§ WHAT TO WORK ON
Your answer must be a word-for-word copy of the data.

[Saved entries]
Segment Open
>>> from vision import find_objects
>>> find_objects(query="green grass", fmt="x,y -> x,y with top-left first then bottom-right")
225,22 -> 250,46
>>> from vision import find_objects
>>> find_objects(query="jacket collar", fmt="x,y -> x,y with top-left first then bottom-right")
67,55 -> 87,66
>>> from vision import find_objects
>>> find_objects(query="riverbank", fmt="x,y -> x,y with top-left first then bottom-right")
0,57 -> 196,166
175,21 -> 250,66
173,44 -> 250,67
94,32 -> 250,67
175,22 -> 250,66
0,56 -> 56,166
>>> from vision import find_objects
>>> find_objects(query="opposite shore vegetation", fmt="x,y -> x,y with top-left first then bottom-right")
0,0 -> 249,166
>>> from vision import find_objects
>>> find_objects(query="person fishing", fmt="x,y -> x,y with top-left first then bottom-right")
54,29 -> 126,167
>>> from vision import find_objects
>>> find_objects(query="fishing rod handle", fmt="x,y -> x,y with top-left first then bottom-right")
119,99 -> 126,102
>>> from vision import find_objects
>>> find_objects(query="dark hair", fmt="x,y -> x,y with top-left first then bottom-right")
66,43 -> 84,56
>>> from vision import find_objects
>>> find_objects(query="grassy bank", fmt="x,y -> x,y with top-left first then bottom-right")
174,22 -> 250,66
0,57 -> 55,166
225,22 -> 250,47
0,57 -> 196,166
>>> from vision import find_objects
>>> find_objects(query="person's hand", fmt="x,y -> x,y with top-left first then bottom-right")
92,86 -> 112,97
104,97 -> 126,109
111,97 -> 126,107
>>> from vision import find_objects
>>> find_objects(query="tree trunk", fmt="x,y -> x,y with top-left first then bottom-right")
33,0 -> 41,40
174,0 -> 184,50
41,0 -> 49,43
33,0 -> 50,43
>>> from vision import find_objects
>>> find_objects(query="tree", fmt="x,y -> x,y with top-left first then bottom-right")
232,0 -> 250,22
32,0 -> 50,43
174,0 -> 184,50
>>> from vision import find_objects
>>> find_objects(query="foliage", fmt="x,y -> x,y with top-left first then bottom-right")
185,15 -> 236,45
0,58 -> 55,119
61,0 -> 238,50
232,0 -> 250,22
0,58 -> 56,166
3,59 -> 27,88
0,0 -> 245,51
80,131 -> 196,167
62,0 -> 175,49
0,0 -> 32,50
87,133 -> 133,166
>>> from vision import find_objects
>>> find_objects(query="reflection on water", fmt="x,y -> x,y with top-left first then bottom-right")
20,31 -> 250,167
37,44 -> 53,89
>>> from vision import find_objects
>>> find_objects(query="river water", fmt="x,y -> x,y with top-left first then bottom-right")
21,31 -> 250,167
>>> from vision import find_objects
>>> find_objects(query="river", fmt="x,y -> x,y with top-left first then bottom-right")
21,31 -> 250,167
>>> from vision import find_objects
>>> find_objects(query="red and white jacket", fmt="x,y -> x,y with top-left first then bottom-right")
Segment Closed
§ TASK OUTPUT
>>> from vision import find_objects
>>> find_objects(query="green grass", fmt="x,y -> x,y with top-left first then bottom-right")
225,22 -> 250,46
>>> from vision import find_objects
>>> find_objects(query="jacket collar", fmt="x,y -> x,y with top-left first then bottom-right")
67,55 -> 87,66
>>> from vision import find_objects
>>> find_objects(query="riverbank", fmt="x,y -> x,y with top-left first then bottom-right")
0,57 -> 196,166
175,21 -> 250,66
173,44 -> 250,67
94,32 -> 250,67
175,22 -> 250,66
0,56 -> 56,166
>>> from vision import find_objects
>>> find_objects(query="opposite shore vegetation", fmt="x,y -> x,y with top-left first then bottom-right")
0,0 -> 249,166
>>> from vision import find_objects
>>> find_objects(query="person fishing", fmt="x,y -> x,y with top-left first then bottom-right")
54,29 -> 126,167
>>> from vision import find_objects
>>> find_objects(query="fishing rod handle", fmt="x,y -> x,y with top-left first then bottom-right")
119,99 -> 126,102
>>> from vision import find_objects
>>> find_objects(query="dark hair", fmt="x,y -> x,y with top-left first then bottom-right")
66,43 -> 84,56
>>> from vision import find_objects
>>> find_objects(query="grassy bank", fmt="x,y -> x,y with top-left first then bottom-right")
174,22 -> 250,66
0,57 -> 55,166
225,22 -> 250,47
0,57 -> 196,166
>>> from vision import find_objects
>>> find_objects(query="person's hand", fmt="x,y -> x,y with top-left first then bottom-right")
92,86 -> 112,97
104,97 -> 126,109
111,97 -> 126,107
>>> from vision import find_objects
>>> find_objects(query="tree trunk", fmt="x,y -> x,y with top-left first then bottom-right")
33,0 -> 41,40
174,0 -> 184,50
41,0 -> 49,43
33,0 -> 50,43
>>> from vision import find_objects
>>> find_objects(query="tree", fmt="x,y -> x,y with top-left first then bottom-right")
232,0 -> 250,22
32,0 -> 50,43
174,0 -> 184,50
>>> from vision import find_objects
>>> find_objects(query="foliage", fmt="x,y -> x,y with top-left first then bottom-right")
185,15 -> 236,45
0,58 -> 55,119
61,0 -> 238,50
232,0 -> 250,22
0,58 -> 56,166
3,59 -> 27,88
0,0 -> 245,51
80,131 -> 196,167
62,0 -> 175,49
0,0 -> 32,50
87,133 -> 133,166
>>> from vision import find_objects
>>> find_objects(query="reflection on water", fmt="x,y -> x,y with top-left first then bottom-right")
20,31 -> 250,167
37,44 -> 53,89
>>> from vision import find_objects
>>> find_objects(query="river water", fmt="x,y -> x,y with top-left first then bottom-right")
21,31 -> 250,167
>>> from vision import find_objects
>>> find_objects(query="river", fmt="x,y -> x,y with top-left first then bottom-right")
21,31 -> 250,167
>>> from vision import find_objects
>>> find_objects(query="red and white jacket", fmt="x,y -> x,y with top-left first then bottom-right")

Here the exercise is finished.